### INSTRUCTIONS FOR THE TASK:
Convert the lines of the entries below, from the line containing "121, row 149." through the line containing "column 204, row 248", inclusive, into a numbered list that omits blank lines. Include no other lines.

### DATA FOR THE TASK:
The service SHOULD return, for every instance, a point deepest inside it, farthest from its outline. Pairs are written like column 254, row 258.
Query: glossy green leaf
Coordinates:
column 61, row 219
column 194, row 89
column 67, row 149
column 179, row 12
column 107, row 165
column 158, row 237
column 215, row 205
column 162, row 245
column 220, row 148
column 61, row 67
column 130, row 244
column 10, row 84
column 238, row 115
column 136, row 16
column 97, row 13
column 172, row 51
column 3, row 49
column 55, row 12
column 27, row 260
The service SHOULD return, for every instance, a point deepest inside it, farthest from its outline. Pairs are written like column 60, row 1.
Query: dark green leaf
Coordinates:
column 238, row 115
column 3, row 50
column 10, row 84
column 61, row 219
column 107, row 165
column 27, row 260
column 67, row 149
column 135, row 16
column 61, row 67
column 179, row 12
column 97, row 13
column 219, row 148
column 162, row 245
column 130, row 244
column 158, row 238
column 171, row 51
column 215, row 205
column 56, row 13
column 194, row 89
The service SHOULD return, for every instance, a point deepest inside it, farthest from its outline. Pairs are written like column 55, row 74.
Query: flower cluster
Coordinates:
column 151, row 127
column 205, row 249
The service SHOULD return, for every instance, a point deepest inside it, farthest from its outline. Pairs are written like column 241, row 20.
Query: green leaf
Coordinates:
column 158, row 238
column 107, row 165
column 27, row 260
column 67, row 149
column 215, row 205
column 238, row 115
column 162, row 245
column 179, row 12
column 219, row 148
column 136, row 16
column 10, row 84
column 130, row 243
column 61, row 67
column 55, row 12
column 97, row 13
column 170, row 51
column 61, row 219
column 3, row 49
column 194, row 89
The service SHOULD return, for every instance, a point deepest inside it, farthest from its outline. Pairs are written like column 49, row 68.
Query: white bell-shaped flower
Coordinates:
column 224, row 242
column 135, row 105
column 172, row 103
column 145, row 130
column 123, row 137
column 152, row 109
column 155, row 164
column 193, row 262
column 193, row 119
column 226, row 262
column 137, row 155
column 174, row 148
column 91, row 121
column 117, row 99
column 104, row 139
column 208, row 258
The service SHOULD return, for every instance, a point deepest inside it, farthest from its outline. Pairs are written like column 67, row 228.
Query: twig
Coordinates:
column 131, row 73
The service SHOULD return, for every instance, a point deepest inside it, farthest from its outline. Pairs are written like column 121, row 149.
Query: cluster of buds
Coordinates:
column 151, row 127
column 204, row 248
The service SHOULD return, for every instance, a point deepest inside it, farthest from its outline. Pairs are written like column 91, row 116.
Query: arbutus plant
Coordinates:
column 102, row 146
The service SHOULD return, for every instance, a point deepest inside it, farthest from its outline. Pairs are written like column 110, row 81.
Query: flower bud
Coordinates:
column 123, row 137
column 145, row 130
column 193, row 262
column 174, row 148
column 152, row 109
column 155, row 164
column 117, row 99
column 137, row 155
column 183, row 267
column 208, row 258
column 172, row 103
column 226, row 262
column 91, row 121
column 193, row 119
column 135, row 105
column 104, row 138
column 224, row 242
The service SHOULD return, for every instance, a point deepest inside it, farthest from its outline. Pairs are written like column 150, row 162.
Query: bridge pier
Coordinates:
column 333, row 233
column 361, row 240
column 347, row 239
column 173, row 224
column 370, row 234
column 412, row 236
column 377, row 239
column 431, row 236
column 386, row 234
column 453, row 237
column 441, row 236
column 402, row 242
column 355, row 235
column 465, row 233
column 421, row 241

### CORRECT ANSWER:
1. The service SHOULD return, for every instance, a point deepest inside it, farthest from its outline. Pairs are written like column 121, row 149.
2. Query: cluster of buds
3. Coordinates:
4. column 151, row 127
5. column 204, row 248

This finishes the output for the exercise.